Image location labeling lines
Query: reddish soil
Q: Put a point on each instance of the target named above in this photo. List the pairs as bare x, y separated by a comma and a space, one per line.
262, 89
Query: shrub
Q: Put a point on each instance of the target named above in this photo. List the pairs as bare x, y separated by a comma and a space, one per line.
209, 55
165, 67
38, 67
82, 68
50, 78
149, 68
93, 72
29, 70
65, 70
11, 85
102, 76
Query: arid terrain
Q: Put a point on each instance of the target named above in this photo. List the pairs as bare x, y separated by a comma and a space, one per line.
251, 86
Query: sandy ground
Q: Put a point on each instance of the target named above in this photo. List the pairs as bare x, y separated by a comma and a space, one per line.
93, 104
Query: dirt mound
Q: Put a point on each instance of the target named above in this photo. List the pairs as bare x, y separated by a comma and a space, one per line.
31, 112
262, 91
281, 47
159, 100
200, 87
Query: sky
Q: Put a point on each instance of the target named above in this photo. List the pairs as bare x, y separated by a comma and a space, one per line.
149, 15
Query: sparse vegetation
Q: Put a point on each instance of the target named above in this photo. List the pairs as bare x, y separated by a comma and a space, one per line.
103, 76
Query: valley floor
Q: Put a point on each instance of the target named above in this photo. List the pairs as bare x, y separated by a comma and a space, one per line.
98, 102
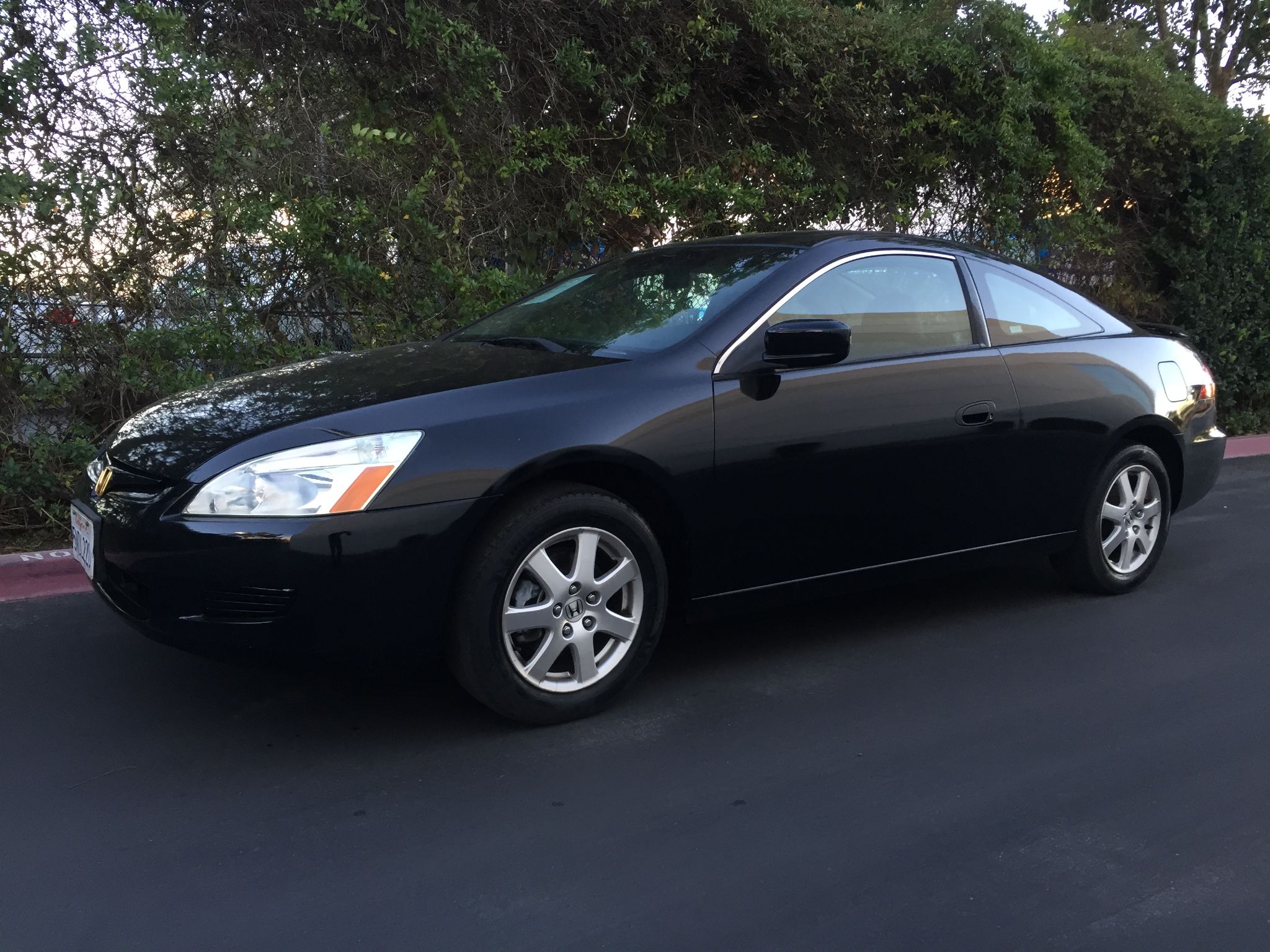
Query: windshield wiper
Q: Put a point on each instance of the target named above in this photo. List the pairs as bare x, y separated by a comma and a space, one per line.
533, 343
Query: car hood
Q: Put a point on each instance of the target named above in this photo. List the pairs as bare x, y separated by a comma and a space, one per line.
174, 436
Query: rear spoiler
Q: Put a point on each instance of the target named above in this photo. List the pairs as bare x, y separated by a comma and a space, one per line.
1163, 330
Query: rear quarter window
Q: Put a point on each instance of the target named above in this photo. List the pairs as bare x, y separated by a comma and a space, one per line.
1020, 311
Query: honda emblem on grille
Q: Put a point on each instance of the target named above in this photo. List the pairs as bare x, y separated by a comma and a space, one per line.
103, 482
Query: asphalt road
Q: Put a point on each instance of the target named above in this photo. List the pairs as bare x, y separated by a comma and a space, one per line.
984, 762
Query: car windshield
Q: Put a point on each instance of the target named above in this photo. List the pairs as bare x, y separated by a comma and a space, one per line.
633, 306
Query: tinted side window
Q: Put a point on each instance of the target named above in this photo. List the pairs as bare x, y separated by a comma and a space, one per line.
1020, 312
894, 305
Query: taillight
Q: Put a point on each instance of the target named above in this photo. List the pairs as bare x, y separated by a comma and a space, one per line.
1208, 386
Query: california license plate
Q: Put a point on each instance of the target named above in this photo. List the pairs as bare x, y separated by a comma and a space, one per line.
82, 540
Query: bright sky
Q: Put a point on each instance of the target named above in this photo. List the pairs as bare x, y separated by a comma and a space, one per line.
1041, 9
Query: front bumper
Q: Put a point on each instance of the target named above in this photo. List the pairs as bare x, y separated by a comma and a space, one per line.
371, 582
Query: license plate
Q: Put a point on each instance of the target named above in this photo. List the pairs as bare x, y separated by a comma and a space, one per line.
82, 540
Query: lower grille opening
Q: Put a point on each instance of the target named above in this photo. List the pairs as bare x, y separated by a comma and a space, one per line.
128, 594
247, 604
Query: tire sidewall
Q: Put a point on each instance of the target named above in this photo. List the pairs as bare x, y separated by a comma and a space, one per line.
1091, 527
506, 690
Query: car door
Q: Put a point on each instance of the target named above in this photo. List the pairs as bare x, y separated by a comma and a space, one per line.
900, 452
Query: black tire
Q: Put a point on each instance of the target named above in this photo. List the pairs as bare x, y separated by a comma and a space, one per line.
478, 654
1082, 565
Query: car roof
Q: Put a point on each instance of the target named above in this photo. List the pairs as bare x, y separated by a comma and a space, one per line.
809, 238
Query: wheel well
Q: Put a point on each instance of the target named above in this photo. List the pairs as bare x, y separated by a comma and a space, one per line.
1168, 450
639, 491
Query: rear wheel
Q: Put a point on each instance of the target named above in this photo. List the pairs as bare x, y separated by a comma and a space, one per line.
1123, 526
561, 606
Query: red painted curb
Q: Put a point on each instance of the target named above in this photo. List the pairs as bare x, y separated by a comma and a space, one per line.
40, 574
1238, 447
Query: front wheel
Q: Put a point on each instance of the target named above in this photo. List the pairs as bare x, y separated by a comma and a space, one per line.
559, 607
1123, 526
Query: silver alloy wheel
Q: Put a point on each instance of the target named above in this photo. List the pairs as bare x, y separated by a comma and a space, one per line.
1130, 519
564, 628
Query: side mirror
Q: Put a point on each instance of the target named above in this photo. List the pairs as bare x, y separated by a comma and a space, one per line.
807, 342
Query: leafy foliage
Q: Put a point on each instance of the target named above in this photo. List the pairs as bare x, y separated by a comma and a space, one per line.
192, 191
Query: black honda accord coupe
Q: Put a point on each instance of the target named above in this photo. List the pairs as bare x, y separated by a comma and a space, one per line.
695, 425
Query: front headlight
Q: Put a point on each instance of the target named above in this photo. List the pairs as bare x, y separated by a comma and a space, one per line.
340, 477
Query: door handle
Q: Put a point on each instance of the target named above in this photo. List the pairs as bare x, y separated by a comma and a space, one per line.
975, 414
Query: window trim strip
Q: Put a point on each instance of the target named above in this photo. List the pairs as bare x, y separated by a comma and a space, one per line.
813, 276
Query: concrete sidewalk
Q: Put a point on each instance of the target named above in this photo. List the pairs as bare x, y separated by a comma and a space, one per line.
56, 573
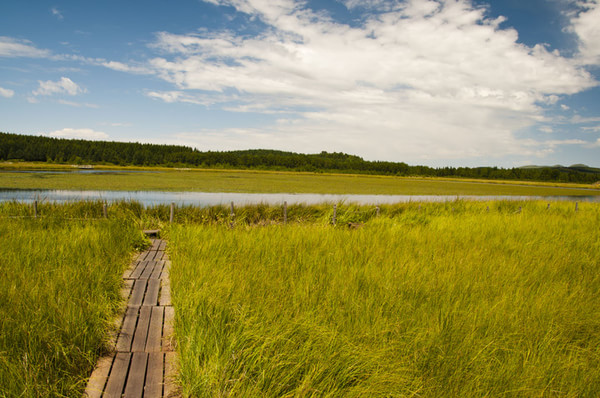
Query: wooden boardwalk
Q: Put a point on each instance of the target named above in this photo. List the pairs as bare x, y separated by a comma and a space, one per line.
142, 363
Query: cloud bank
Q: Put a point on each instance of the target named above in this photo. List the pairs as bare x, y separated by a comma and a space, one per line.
416, 80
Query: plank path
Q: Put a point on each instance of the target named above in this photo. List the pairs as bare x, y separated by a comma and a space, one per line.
143, 360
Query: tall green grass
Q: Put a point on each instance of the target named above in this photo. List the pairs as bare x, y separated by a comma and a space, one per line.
455, 299
59, 291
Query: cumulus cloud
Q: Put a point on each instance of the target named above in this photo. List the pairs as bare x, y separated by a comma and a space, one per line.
6, 93
11, 47
84, 134
416, 80
62, 86
586, 25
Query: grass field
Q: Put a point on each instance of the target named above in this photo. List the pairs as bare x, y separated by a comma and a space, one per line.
445, 300
59, 291
288, 182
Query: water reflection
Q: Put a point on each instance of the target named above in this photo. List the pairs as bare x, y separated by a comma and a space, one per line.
203, 199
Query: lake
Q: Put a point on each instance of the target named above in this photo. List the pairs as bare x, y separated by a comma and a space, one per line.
204, 199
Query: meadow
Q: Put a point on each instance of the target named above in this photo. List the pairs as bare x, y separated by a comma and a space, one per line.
59, 294
454, 299
163, 179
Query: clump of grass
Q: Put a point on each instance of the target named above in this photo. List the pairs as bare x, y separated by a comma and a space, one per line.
59, 291
450, 299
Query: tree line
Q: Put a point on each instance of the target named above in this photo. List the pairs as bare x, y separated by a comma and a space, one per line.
74, 151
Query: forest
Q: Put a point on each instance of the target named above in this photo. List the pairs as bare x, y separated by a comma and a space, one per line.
17, 147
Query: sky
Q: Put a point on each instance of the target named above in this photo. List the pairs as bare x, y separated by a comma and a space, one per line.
432, 82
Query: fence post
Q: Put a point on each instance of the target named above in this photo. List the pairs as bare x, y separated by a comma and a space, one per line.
334, 214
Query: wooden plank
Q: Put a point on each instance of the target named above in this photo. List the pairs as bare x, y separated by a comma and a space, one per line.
127, 330
170, 388
148, 270
135, 274
165, 293
137, 375
141, 330
118, 375
153, 342
163, 245
137, 296
97, 380
154, 375
158, 266
168, 341
151, 297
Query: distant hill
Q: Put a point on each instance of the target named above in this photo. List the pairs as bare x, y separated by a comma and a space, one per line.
58, 150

STATED EXERCISE: Rewrite the lines starting at the one containing "Query: meadow" and ending at the last line above, keeping each request in place. Shift every coordinate in the answers by adding 127 to it.

CORRECT ANSWER:
Query: meadow
Q: Put a point on each instance of the target named above in this photo. List the pairs as bare x, y separated by a comma and a space, one per line.
186, 421
581, 426
290, 306
Query: clump of grass
Q: Put a point on each instance of the target named above in this photo. List the pairs as bare x, y separated by a comma and a space, one per line.
186, 418
577, 426
Query: tree line
Q: Put a point on each instance of the target named above in this photo. List the pairs as bare x, y separated by a comma and a space, one per line.
201, 278
Query: forest
Q: Put a point on each instance of the target named above in this photo. List the pairs as bare x, y separated by a comma and a space, one per line.
144, 274
Query: sky
Q: Put a point on each instance of the target named above in this photo. List the pairs as bare x, y separated by a comma and a space, one per line.
559, 209
Query: fence post
Q: Put a point on each instance of the target named above in this photo. List the pairs as bare x, y separated by a comma and a space, one per line.
461, 341
Query: wooden plank
Q: Put a point on each instance of the target named above in this photo. List the pairs as bare x, y separated by a comma and a space, one per line.
254, 457
297, 515
275, 397
262, 401
292, 420
264, 502
268, 457
245, 502
280, 469
290, 372
264, 423
224, 507
281, 502
285, 393
295, 468
278, 424
Query: distant hill
Q: Put a point on each instance of the target named above in this photo. List the pairs as bare x, y separated by a comma and a space, one per line.
185, 277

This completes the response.